## Your goal
Starting with the line that contains "Place a dot on every instance of the railing post, one" and going on through the end of the records, write those lines out again with "concrete step" swapped for "stone stair" and everything else left as is.

## Data extract
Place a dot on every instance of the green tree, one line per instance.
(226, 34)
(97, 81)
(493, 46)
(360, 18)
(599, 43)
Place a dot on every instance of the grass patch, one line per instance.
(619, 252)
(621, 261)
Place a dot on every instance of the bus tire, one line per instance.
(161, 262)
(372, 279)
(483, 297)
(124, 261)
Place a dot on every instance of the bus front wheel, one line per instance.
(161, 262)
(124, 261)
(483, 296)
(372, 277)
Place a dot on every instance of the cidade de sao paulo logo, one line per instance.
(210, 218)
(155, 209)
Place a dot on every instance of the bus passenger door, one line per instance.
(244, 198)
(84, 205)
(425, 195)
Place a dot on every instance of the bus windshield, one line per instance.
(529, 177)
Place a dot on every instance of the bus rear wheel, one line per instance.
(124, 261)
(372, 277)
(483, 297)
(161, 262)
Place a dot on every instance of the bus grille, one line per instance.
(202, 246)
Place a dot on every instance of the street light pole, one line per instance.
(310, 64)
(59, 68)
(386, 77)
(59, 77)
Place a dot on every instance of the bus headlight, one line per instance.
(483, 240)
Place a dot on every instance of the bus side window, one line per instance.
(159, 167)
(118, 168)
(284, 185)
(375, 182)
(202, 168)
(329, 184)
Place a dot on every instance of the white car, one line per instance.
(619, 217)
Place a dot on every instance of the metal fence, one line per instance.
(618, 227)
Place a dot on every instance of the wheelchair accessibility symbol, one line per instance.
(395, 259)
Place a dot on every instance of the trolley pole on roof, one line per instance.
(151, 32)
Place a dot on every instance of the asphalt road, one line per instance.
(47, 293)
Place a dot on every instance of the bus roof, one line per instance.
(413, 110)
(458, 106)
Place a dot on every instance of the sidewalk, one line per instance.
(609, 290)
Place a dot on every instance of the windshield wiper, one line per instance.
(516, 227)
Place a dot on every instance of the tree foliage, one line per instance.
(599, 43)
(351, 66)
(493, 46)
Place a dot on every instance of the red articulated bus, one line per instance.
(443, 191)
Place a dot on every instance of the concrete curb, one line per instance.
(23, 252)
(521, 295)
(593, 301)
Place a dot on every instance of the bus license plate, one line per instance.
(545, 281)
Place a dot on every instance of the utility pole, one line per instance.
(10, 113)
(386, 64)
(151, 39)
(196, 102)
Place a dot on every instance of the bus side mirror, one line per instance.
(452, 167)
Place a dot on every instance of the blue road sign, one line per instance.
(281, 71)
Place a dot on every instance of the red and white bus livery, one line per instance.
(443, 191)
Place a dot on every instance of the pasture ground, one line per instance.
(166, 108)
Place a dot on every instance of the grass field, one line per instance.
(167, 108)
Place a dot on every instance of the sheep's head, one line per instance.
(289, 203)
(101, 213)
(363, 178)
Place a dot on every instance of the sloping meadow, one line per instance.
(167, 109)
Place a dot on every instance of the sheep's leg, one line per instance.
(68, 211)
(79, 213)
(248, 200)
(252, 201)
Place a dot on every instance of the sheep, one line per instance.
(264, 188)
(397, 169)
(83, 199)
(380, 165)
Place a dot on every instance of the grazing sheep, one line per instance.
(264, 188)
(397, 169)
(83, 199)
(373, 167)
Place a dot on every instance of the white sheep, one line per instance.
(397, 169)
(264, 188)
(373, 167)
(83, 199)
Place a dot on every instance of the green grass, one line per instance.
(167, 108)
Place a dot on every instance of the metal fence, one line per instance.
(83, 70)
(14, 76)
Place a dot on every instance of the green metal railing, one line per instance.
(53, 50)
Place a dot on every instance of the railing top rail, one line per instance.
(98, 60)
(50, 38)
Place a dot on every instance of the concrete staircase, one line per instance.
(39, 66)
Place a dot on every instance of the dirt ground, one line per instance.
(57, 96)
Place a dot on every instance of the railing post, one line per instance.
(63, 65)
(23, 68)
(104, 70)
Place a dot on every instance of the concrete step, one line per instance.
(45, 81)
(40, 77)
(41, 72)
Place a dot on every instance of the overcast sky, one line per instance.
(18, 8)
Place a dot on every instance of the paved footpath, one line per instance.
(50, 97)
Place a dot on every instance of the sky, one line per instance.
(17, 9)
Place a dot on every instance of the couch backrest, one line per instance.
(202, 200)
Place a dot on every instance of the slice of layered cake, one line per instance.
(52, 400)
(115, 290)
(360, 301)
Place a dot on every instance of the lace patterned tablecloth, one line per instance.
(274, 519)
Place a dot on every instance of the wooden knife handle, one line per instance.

## Solution to the problem
Place a dot on every instance of the railing post, one line per instance.
(63, 65)
(23, 68)
(104, 70)
Place a dot on every instance of the stone stair, one line per instance.
(45, 81)
(40, 77)
(41, 72)
Place a dot on every instance of the overcast sky, one line per instance.
(18, 8)
Place a dot on every instance of the paved footpath, one line per instance.
(50, 97)
Place a dot on every instance of the sky, one line per instance.
(17, 9)
Place a dot on every instance of the couch backrest, one line per instance.
(202, 200)
Place a dot on every instance of the slice of layered cake, one line per instance.
(52, 400)
(115, 290)
(360, 301)
Place a dot on every instance of the lace patterned tablecloth, one line per instance.
(274, 519)
Place a dot on every instance of the wooden knife handle, one line per instance.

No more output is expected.